In a way, the commission’s decision is akin to the actions of former FBI director James Comey in 2016 who sent a letter to Congress shortly before the November election saying that his office was holding an additional investigation into then-leading Democratic candidate Hillary Clinton for possible misuse of her private e-mail server for classified information, only to then notify it a short time late that she was not facing charges.

Pundits have calculated that the move helped cost Clinton the race in an otherwise tight election that saw Donald Trump enter the White House.

 Former US presidential candidate Hillary Clinton poses at an art exhibition, where she read out her leaked emails, in Venice, Italy September 10, 2019 (credit: VIA REUTERS)
Former US presidential candidate Hillary Clinton poses at an art exhibition, where she read out her leaked emails, in Venice, Italy September 10, 2019 (credit: VIA REUTERS)

The State Commission of Inquiry’s actions could appear even to be more suspect than Comey’s because, in a way, nothing was really revealed.

The public only knew of the FBI’s additional investigation into Clinton’s emails through Comey. But all of Israel knows about Meron and in a way, it doesn’t need a commission to hold Netanyahu, who at the time had been in office for just over 12 years, culpable in the court of public opinion.

Netanyahu and Israeli politics: Timing is everything

As prime minister and the country’s leader Netanyahu was in charge of public safety, and after 12 years of consecutive service at the country’s helm, it would be impossible to claim that he had nothing to do with ensuring the well-being of participants  at an event over which safety concerns had already been raised.

Timing is everything of course. It is impossible to know what the election results would have been if the Meron disaster had occurred just prior to when Israelis went to the polls on March 23, rather than right after on April 30.

It was just one of a number of disasters that marked Netanyahu’s last weeks in office. This included an 11-day Gaza war in May and the ethnic Arab-Jewish riots that accompanied it.

None of these events have appeared to harm Netanyahu’s standing with the eyes of his supporters. If anything he is more popular now than before.

In March 2021, Israelis who voted overwhelmingly chose Netanyahu giving him 30 mandates, a 13-seat lead over his closest rival Yair Lapid, who received 17 mandates.

This time around, polls done prior to the State Commission of Inquiry’s warning letter, have given Netanyahu as many as 33 or 35 seats, leaving him still with a wide margin of public support compared to Lapid who has been polling at 22 and 23.

▶ _Data to process_:
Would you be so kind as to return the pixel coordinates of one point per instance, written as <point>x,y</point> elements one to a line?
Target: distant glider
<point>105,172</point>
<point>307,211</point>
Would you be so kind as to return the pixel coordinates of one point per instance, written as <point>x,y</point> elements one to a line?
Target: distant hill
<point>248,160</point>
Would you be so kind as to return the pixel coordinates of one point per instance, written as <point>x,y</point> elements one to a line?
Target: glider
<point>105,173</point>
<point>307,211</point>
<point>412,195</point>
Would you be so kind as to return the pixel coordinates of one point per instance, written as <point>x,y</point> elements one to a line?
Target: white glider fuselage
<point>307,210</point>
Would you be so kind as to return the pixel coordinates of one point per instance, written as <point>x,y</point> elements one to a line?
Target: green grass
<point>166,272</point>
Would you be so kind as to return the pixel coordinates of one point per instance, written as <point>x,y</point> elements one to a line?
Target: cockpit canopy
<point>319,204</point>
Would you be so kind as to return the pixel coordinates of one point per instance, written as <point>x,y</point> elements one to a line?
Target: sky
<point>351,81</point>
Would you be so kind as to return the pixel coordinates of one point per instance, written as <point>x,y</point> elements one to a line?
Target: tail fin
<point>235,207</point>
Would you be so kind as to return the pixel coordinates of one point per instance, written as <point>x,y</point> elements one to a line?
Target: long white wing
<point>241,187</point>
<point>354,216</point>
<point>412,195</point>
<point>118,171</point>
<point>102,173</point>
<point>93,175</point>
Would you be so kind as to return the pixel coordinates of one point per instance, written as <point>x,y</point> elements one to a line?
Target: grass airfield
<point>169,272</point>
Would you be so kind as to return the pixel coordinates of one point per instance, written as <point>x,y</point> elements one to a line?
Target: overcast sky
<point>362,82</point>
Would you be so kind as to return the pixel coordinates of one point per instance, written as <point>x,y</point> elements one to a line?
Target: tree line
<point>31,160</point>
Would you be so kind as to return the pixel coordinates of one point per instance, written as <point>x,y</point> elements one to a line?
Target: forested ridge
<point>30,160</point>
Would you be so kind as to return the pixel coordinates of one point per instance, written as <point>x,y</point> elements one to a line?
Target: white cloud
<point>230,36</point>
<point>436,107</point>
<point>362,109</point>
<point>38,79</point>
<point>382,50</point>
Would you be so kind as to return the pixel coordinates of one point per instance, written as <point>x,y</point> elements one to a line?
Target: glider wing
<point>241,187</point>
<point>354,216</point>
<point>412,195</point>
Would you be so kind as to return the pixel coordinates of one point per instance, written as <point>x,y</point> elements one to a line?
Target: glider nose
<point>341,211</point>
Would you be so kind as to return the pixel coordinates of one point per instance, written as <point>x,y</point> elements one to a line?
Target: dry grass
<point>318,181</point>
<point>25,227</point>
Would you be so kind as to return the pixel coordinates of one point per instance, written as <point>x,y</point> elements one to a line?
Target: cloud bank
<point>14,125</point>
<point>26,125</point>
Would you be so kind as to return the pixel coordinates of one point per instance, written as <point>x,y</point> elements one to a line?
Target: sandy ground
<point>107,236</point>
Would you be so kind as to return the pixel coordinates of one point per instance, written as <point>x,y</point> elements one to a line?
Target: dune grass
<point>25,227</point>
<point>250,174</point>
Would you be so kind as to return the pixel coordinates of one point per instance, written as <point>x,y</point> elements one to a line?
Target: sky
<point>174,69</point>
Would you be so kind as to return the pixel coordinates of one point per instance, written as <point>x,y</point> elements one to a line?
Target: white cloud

▶ _Required work_:
1. Summarize the passage on Netanyahu and the inquiry commission in two sentences.
2. Extract each line of the entries that contains the string "wing".
The text and the entries come from unrelated sources.

▶ _In response_:
1. The passage likens the State Commission of Inquiry's decision to James Comey's 2016 letter to Congress about an additional investigation into Hillary Clinton's emails, a move that pundits calculated helped cost Clinton the race. It says the commission's actions could appear even more suspect because nothing was really revealed, and it notes that Netanyahu's standing with his supporters has not appeared to be harmed, with polls giving him as many as 33 or 35 seats against 22 and 23 for Lapid.

2.
Target: long white wing
Target: glider wing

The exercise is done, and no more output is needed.